- _Work to do_
Pull out every line of the rows below that contains the word "green".

- _Supplied entries_
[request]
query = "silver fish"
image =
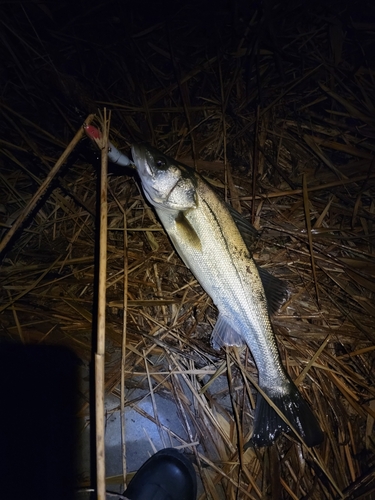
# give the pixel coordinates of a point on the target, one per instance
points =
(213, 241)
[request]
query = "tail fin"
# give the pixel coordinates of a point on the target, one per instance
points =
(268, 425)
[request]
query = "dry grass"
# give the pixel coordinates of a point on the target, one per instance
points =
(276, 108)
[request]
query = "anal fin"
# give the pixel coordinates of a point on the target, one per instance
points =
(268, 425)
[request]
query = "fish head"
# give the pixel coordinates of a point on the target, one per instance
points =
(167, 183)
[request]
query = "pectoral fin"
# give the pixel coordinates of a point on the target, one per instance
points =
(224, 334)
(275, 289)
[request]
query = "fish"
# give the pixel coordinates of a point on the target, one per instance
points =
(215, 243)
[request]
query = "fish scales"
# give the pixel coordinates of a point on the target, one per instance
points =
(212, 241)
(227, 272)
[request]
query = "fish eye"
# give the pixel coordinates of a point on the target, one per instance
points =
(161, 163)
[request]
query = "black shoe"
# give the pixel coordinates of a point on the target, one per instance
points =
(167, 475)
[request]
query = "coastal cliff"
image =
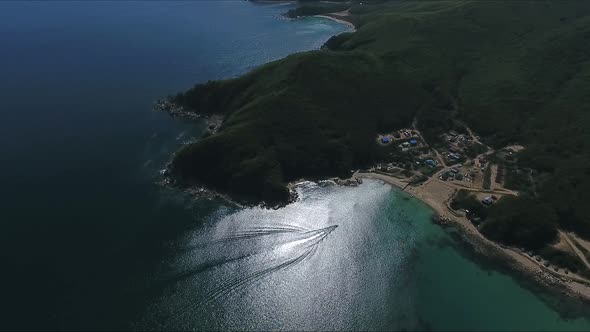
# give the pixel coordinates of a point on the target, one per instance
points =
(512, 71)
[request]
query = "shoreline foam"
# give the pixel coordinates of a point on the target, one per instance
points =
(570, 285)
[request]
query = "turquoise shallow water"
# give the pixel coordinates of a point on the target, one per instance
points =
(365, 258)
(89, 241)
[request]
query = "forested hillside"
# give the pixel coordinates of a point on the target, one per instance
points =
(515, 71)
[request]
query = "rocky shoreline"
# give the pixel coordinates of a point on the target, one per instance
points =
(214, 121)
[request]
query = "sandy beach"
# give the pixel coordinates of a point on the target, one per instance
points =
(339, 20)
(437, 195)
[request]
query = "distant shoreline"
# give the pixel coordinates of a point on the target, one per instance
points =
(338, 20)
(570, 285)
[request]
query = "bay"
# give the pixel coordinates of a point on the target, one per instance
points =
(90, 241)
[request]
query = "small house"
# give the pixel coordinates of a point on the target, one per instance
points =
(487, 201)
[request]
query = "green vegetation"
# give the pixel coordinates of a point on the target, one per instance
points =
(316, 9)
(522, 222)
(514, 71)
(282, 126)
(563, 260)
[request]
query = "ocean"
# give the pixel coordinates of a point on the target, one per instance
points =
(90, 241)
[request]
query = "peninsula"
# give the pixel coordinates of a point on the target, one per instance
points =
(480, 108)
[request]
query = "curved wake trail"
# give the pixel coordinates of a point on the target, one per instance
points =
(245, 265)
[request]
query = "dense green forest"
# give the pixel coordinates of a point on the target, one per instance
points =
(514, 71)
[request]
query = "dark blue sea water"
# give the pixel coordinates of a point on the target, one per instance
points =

- _Finished exercise_
query = "green vegetation"
query = "dense green forest"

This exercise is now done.